• **DOCUMENT EXTRACT**
# # # #
Holders who validly tender and do not validly withdraw their
Securities and whose Securities are accepted for purchase in the
offers will also be paid accrued and unpaid interest on their
Securities from the last interest payment date of such Securities
to, but excluding, the applicable settlement date, payable on the
applicable settlement date.
Tenders of Securities in the Any and All Offers may be validly
withdrawn at any time at or before 5:00 p.m., New York City time,
on June 4, 2009, but not thereafter, except in certain limited
circumstances where additional withdrawal rights are required by
law (as determined by the Issuing Trusts). Tenders of Securities in
the Maximum Tender Offers made at or before 5:00 p.m., New York
City time, on June 10, 2009, may be validly withdrawn at any time
at or before 5:00 p.m., New York City time, on June 10, 2009.
Tenders of Securities in the Maximum Tender Offers after 5:00 p.m.,
New York City time, on June 10, 2009 but at or before 12:00
midnight, New York City time, on June 24, 2009, may not be validly
withdrawn, except in certain limited circumstances where withdrawal
rights are required by law (as determined by the Issuing
Trusts).
The settlement date for each tender offer is expected to be one
business day following the expiration of each offer.
Banc of America Securities LLC and J.P. Morgan Securities Inc.
have been retained to serve as dealer-managers for the offers.
Global Bondholder Services Corporation will be acting as the
Depositary and Information Agent.
For additional information regarding the terms of the tender
offers please contact: Banc of America Securities LLC at (888)
292-0070 (toll free) or (980) 388-4603 (collect) and J.P. Morgan
Securities Inc. at (866) 834-4666 (toll free) or (212) 834-3424
(collect). Requests for documents and questions regarding the
tendering of Securities may be directed to Global Bondholder
Services Corporation at (866) 952-2200 (toll free) or (212)
# # # #
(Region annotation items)
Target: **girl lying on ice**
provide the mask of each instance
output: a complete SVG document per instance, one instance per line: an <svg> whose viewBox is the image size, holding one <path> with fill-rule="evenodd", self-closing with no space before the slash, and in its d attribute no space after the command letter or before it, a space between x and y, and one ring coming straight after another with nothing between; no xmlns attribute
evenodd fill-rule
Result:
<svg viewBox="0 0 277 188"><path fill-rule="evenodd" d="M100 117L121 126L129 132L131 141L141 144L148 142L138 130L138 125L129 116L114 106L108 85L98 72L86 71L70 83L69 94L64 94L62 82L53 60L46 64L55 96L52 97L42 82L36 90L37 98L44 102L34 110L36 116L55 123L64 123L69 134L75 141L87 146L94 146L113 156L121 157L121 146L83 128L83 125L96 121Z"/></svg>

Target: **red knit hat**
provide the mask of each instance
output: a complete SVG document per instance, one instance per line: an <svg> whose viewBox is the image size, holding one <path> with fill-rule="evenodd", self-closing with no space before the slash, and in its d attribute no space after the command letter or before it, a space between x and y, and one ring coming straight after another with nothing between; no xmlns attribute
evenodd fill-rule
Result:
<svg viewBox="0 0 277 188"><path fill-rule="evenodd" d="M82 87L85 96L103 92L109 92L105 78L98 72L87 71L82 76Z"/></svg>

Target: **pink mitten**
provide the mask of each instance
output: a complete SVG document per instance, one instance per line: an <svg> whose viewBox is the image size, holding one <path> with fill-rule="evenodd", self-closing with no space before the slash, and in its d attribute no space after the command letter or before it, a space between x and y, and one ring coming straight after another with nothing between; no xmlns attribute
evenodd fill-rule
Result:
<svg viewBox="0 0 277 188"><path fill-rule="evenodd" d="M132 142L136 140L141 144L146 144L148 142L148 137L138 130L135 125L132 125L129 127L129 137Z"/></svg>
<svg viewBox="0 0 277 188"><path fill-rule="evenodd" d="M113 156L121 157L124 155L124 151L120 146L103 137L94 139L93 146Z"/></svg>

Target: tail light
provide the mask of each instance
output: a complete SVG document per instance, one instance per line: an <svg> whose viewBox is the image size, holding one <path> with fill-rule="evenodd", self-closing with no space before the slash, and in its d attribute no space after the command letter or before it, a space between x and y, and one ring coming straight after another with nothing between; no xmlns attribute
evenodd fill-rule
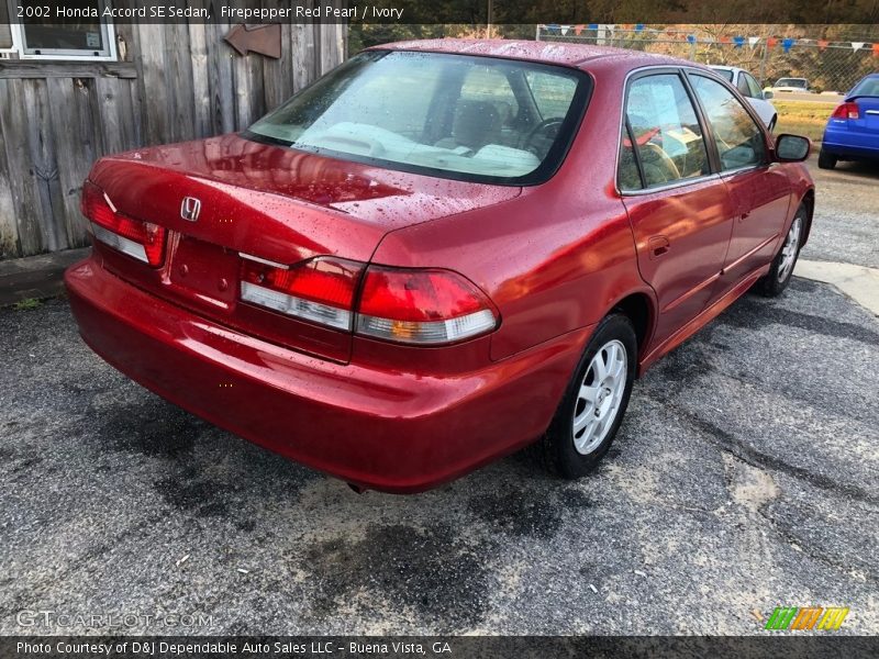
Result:
<svg viewBox="0 0 879 659"><path fill-rule="evenodd" d="M370 266L357 310L357 332L410 344L450 343L493 330L486 297L448 270Z"/></svg>
<svg viewBox="0 0 879 659"><path fill-rule="evenodd" d="M364 265L318 257L293 268L243 260L242 300L338 330L351 330Z"/></svg>
<svg viewBox="0 0 879 659"><path fill-rule="evenodd" d="M91 221L96 239L153 267L162 265L165 227L120 213L104 191L89 181L82 186L81 210Z"/></svg>
<svg viewBox="0 0 879 659"><path fill-rule="evenodd" d="M836 107L836 110L833 111L831 116L833 116L833 119L858 119L858 116L860 116L858 104L853 102L842 103Z"/></svg>
<svg viewBox="0 0 879 659"><path fill-rule="evenodd" d="M242 258L242 300L337 330L435 345L477 336L498 324L485 294L449 270L367 267L323 256L286 268Z"/></svg>

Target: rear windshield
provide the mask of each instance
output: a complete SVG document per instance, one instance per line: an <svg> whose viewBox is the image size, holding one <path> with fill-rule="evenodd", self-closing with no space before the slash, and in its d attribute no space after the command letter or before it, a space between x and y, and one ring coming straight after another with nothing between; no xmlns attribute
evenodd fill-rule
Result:
<svg viewBox="0 0 879 659"><path fill-rule="evenodd" d="M564 67L371 51L244 136L390 169L532 185L560 165L589 92L589 77Z"/></svg>

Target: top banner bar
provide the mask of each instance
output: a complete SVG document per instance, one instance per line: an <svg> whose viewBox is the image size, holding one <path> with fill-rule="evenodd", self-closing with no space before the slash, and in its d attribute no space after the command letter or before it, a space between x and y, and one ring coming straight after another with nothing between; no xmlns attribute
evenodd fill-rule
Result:
<svg viewBox="0 0 879 659"><path fill-rule="evenodd" d="M2 0L4 1L4 0ZM69 23L795 23L879 22L876 0L12 0L13 22Z"/></svg>

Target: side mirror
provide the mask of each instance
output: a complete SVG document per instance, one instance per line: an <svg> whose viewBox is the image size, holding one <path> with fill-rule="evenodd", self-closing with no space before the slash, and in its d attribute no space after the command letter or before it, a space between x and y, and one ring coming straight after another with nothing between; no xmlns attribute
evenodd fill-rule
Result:
<svg viewBox="0 0 879 659"><path fill-rule="evenodd" d="M785 133L776 139L776 160L779 163L802 163L812 150L812 141L802 135Z"/></svg>

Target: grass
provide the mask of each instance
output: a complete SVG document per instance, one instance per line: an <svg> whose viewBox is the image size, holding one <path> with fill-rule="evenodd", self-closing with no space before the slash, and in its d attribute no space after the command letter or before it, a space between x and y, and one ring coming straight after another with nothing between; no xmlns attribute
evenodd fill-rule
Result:
<svg viewBox="0 0 879 659"><path fill-rule="evenodd" d="M29 311L31 309L38 309L43 305L42 300L37 300L36 298L25 298L24 300L19 300L13 305L15 311Z"/></svg>
<svg viewBox="0 0 879 659"><path fill-rule="evenodd" d="M813 142L821 141L827 118L836 108L833 103L777 101L775 99L772 99L772 104L778 111L776 135L794 133L797 135L805 135Z"/></svg>

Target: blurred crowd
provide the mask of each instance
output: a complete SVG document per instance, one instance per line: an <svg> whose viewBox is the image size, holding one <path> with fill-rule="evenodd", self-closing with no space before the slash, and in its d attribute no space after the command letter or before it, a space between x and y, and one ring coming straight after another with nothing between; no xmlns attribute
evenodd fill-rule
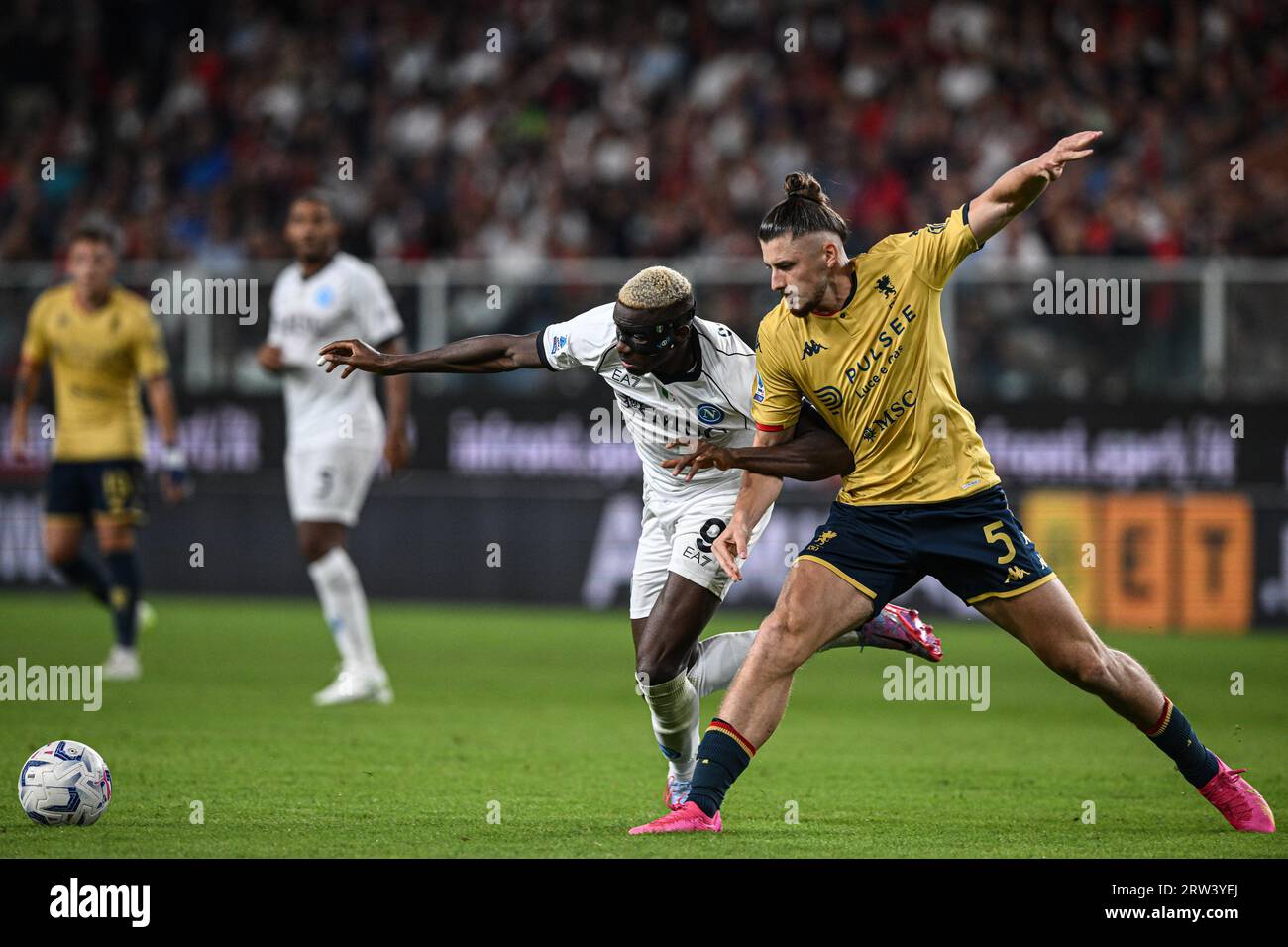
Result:
<svg viewBox="0 0 1288 947"><path fill-rule="evenodd" d="M1275 0L14 0L0 54L0 260L88 211L133 258L278 258L313 186L376 256L756 254L797 169L860 250L1083 128L990 265L1288 247Z"/></svg>

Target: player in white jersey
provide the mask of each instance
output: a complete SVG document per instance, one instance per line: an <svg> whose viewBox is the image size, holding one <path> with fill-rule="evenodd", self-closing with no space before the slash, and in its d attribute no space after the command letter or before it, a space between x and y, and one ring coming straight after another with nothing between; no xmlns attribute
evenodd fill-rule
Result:
<svg viewBox="0 0 1288 947"><path fill-rule="evenodd" d="M644 464L644 519L631 581L635 673L653 734L667 759L666 804L688 798L697 761L699 700L733 680L755 631L698 642L729 590L711 541L729 522L741 484L737 469L676 477L665 463L683 456L681 441L728 447L739 466L768 475L823 479L848 473L849 448L819 419L779 452L751 447L755 353L728 327L696 317L693 290L672 269L650 267L631 278L616 303L529 335L482 335L429 352L389 354L359 339L322 347L318 365L341 378L355 368L403 372L563 371L586 366L613 389ZM796 446L796 450L792 448ZM752 542L764 531L766 512ZM891 606L835 644L912 651L938 661L943 652L914 612Z"/></svg>
<svg viewBox="0 0 1288 947"><path fill-rule="evenodd" d="M372 379L337 384L313 367L318 347L336 335L362 334L401 352L402 320L375 267L339 251L340 228L321 195L291 204L286 240L295 263L273 285L268 340L259 363L282 375L286 392L286 496L300 551L340 652L340 673L313 697L318 706L393 700L376 655L367 599L345 550L348 531L381 456L392 469L407 463L407 379L389 379L389 425Z"/></svg>

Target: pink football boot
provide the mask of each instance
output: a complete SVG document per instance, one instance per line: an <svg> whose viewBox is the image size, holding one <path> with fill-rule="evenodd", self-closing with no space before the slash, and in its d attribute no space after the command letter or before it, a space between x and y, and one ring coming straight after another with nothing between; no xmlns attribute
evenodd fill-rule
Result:
<svg viewBox="0 0 1288 947"><path fill-rule="evenodd" d="M894 651L907 651L927 661L942 661L944 648L940 640L933 634L934 625L927 625L921 620L914 609L887 604L867 625L855 629L859 636L859 647L872 646L873 648L893 648Z"/></svg>
<svg viewBox="0 0 1288 947"><path fill-rule="evenodd" d="M697 803L685 803L675 812L656 818L647 826L635 826L627 835L658 835L661 832L719 832L723 828L720 813L708 818Z"/></svg>
<svg viewBox="0 0 1288 947"><path fill-rule="evenodd" d="M1252 789L1252 783L1240 776L1247 770L1230 769L1220 756L1216 761L1220 769L1199 790L1199 795L1212 803L1225 816L1225 821L1240 832L1275 831L1275 814L1261 794Z"/></svg>

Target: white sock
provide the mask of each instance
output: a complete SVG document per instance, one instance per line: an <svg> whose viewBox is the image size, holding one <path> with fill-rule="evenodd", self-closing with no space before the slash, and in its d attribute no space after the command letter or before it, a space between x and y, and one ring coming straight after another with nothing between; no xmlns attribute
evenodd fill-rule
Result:
<svg viewBox="0 0 1288 947"><path fill-rule="evenodd" d="M671 778L692 780L702 725L702 705L693 682L685 674L652 687L644 684L643 675L636 674L635 680L653 716L653 736L666 756Z"/></svg>
<svg viewBox="0 0 1288 947"><path fill-rule="evenodd" d="M371 639L367 597L353 559L341 546L334 546L309 563L309 577L322 603L322 615L331 626L343 670L381 676L384 669Z"/></svg>
<svg viewBox="0 0 1288 947"><path fill-rule="evenodd" d="M753 640L755 631L728 631L698 642L698 660L689 667L689 680L697 688L698 697L724 691L733 683Z"/></svg>

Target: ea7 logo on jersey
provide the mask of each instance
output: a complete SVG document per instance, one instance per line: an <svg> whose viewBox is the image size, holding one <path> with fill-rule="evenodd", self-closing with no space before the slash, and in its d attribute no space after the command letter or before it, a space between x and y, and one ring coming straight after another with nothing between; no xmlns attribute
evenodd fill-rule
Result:
<svg viewBox="0 0 1288 947"><path fill-rule="evenodd" d="M810 356L817 356L826 348L827 345L824 345L823 343L810 339L808 343L805 343L805 348L801 350L801 361L804 362Z"/></svg>
<svg viewBox="0 0 1288 947"><path fill-rule="evenodd" d="M724 411L715 405L698 405L698 420L703 424L720 424L724 420Z"/></svg>

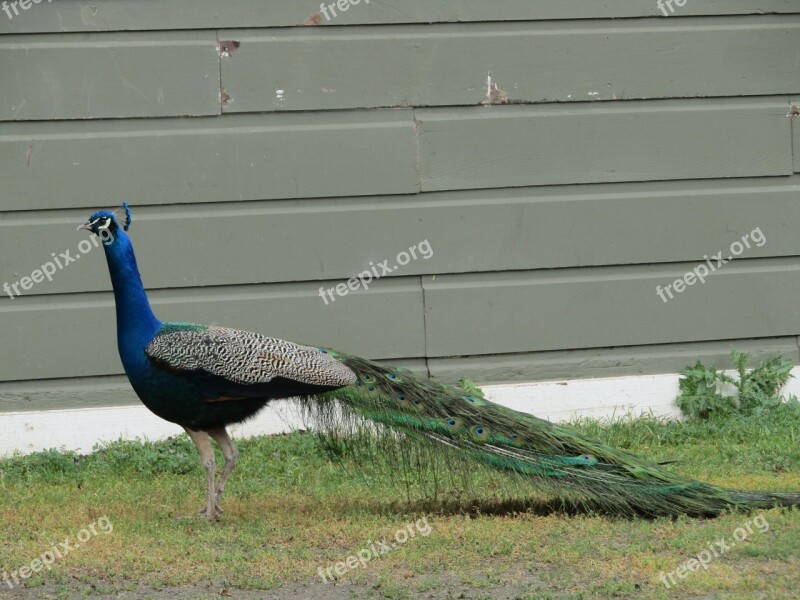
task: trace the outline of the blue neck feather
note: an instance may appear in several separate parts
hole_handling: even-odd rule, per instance
[[[150,308],[142,285],[130,239],[117,229],[113,241],[104,245],[108,271],[117,306],[117,344],[125,371],[145,364],[144,347],[161,327]]]

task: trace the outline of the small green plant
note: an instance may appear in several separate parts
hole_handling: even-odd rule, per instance
[[[683,414],[708,419],[732,414],[753,414],[770,410],[785,402],[780,390],[792,377],[792,361],[780,355],[772,356],[754,369],[749,369],[750,355],[731,352],[737,371],[731,377],[713,365],[706,367],[699,360],[681,372],[678,407]],[[732,393],[726,394],[726,391]],[[796,398],[790,399],[796,402]]]

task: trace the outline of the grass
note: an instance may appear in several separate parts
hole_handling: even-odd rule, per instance
[[[654,418],[580,421],[584,434],[682,474],[752,490],[800,490],[800,405],[707,421]],[[204,501],[203,471],[185,436],[116,442],[90,456],[48,451],[0,461],[0,578],[107,516],[51,571],[25,583],[27,597],[219,597],[253,590],[287,598],[794,598],[800,587],[800,511],[763,512],[753,533],[667,590],[674,571],[757,516],[620,520],[516,512],[519,489],[478,475],[471,491],[410,501],[397,484],[296,433],[243,440],[223,501],[224,518],[192,515]],[[221,457],[218,457],[221,459]],[[483,485],[485,484],[485,485]],[[513,487],[513,486],[512,486]],[[430,534],[348,570],[327,568],[375,540],[427,518]],[[0,586],[2,586],[0,581]],[[277,588],[281,588],[277,590]],[[0,587],[5,591],[4,587]],[[294,590],[294,592],[292,592]],[[161,595],[159,595],[161,594]],[[292,595],[294,594],[294,595]],[[339,595],[336,595],[339,594]],[[344,594],[344,595],[342,595]],[[184,597],[184,596],[180,596]],[[248,596],[250,597],[250,596]]]

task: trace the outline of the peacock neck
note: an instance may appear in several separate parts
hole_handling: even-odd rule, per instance
[[[124,364],[129,356],[142,354],[142,348],[153,338],[161,322],[150,308],[128,236],[117,232],[113,242],[104,249],[114,288],[117,341]]]

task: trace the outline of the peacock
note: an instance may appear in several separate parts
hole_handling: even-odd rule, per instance
[[[117,346],[144,405],[183,427],[206,472],[200,512],[218,519],[239,455],[226,427],[268,402],[299,398],[320,431],[345,448],[420,448],[529,482],[570,506],[623,517],[714,516],[729,509],[800,505],[797,493],[725,489],[585,439],[486,400],[474,386],[449,386],[328,348],[258,333],[161,322],[142,285],[127,231],[131,212],[95,212],[80,226],[103,240],[114,290]],[[217,480],[211,440],[225,460]],[[377,440],[377,441],[376,441]],[[383,440],[386,443],[380,443]],[[412,467],[414,465],[412,464]],[[468,469],[469,470],[469,469]]]

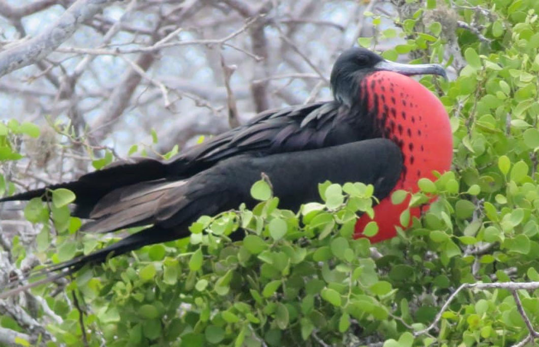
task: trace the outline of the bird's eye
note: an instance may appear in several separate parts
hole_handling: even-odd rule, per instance
[[[356,62],[360,65],[368,65],[369,59],[364,55],[359,55],[356,58]]]

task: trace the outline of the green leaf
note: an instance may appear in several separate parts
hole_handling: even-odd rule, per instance
[[[257,181],[251,187],[251,196],[257,200],[265,201],[272,196],[271,188],[264,180]]]
[[[391,284],[386,281],[379,281],[371,286],[370,289],[374,294],[381,296],[391,291]]]
[[[243,245],[251,254],[258,254],[269,246],[256,235],[247,235],[243,239]]]
[[[284,330],[288,326],[289,320],[290,315],[286,306],[280,302],[278,302],[275,310],[275,321],[277,323],[277,326],[281,330]]]
[[[523,134],[524,143],[530,149],[539,147],[539,130],[535,128],[527,129]]]
[[[481,187],[479,187],[479,185],[472,185],[468,188],[468,191],[466,193],[471,195],[477,195],[481,193]]]
[[[198,271],[202,267],[203,260],[202,249],[199,248],[191,256],[191,259],[189,259],[189,268],[191,271]]]
[[[210,325],[206,327],[204,336],[208,342],[216,344],[225,338],[225,331],[220,327]]]
[[[428,178],[419,179],[417,185],[425,193],[435,193],[437,190],[436,185]]]
[[[75,256],[77,252],[77,244],[71,241],[66,241],[58,247],[58,260],[66,261]]]
[[[409,331],[404,332],[399,338],[400,347],[412,347],[413,344],[413,335]]]
[[[155,306],[147,304],[139,308],[139,314],[146,319],[154,319],[159,316],[159,311]]]
[[[324,288],[322,289],[322,292],[320,294],[323,299],[334,306],[340,307],[342,304],[341,294],[335,289],[330,288]]]
[[[149,264],[140,270],[139,275],[144,282],[147,282],[154,279],[157,271],[153,264]]]
[[[455,204],[455,214],[461,219],[466,219],[472,216],[475,210],[475,206],[468,200],[460,200]]]
[[[527,254],[530,252],[531,243],[528,236],[521,234],[517,235],[512,240],[509,249],[513,252]]]
[[[341,258],[344,254],[344,251],[349,247],[349,245],[347,239],[340,236],[331,240],[330,247],[333,255],[337,258]]]
[[[482,67],[481,65],[481,59],[475,50],[471,47],[468,47],[464,51],[464,57],[469,66],[474,69],[479,70]]]
[[[239,322],[239,317],[230,311],[221,312],[221,317],[227,323],[237,323]]]
[[[280,218],[274,218],[270,222],[268,228],[270,229],[270,235],[274,240],[278,241],[286,235],[288,226],[286,222],[284,219]]]
[[[65,206],[75,201],[75,194],[64,188],[59,188],[52,191],[52,204],[55,207]]]
[[[516,163],[511,169],[511,179],[516,183],[521,182],[528,174],[528,164],[521,160]]]
[[[151,129],[151,141],[155,144],[157,143],[157,133],[155,131],[155,129]]]
[[[404,199],[406,199],[407,195],[408,192],[406,190],[403,190],[403,189],[395,190],[391,194],[391,203],[394,205],[398,205],[399,203],[402,203],[404,201]]]
[[[199,292],[203,292],[205,290],[206,288],[208,287],[208,280],[205,280],[204,279],[201,279],[197,281],[197,284],[195,285],[195,288]]]
[[[49,219],[49,209],[40,198],[34,197],[24,207],[24,218],[32,223],[45,222]]]
[[[350,315],[347,313],[344,313],[341,316],[340,319],[338,321],[338,331],[340,332],[344,332],[348,330],[350,327]]]
[[[301,326],[301,338],[306,340],[310,336],[314,330],[314,325],[308,318],[302,318],[300,320],[300,325]]]
[[[152,260],[162,260],[165,257],[165,246],[160,244],[150,246],[148,254]]]
[[[502,155],[498,158],[498,168],[502,173],[507,175],[511,168],[511,161],[507,155]]]
[[[363,229],[363,234],[367,237],[372,237],[378,233],[378,224],[372,221],[367,223]]]
[[[388,39],[392,39],[397,37],[397,31],[393,28],[386,29],[382,32],[382,34]]]
[[[326,189],[326,206],[328,208],[336,209],[342,205],[344,202],[344,196],[340,185],[333,184]]]
[[[262,295],[264,298],[270,298],[277,291],[279,287],[281,286],[281,282],[279,280],[274,280],[269,282],[264,286],[264,289],[262,291]]]
[[[410,224],[410,209],[406,209],[402,211],[399,217],[399,221],[400,225],[403,226],[407,226]]]
[[[449,239],[449,235],[440,230],[433,230],[429,233],[431,239],[437,243],[445,242]]]
[[[492,23],[492,36],[494,37],[500,37],[503,34],[505,31],[503,24],[500,19]]]
[[[360,46],[366,48],[370,48],[372,42],[372,38],[371,37],[360,37],[357,39],[357,43],[359,44]]]

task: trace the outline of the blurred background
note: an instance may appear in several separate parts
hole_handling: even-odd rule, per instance
[[[74,2],[0,1],[3,49],[38,36]],[[390,29],[397,13],[388,1],[102,8],[53,53],[0,79],[0,119],[40,127],[23,141],[28,158],[12,168],[31,179],[14,178],[21,189],[71,179],[92,164],[174,154],[264,110],[329,99],[333,62],[358,38],[389,28],[386,39],[364,45],[383,51],[404,41]]]

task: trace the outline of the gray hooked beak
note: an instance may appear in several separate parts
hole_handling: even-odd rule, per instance
[[[374,66],[374,69],[376,71],[392,71],[406,76],[438,75],[447,79],[445,69],[438,64],[402,64],[389,60],[382,60]]]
# # # #
• **PROBLEM REQUIREMENTS**
Carry on the securities tender offer announcement from the point where it stops.

• **RESPONSE**
430-3774 (collect).
The obligation of the Issuing Trusts to accept any Securities
tendered and to pay the applicable consideration for them is set
forth solely in the Offer to Purchase and related Letter of
Transmittal. This press release is not an offer to purchase or a
solicitation of acceptance of the tender offers. The Issuing Trusts
may amend, extend or, subject to certain conditions, terminate the
tender offers.
Allstate Life was organized in 1957 as a stock life insurance
company under the laws of the State of Illinois. Allstate Life,
together with its subsidiaries, provides life insurance, retirement
and investment products for individual and institutional customers.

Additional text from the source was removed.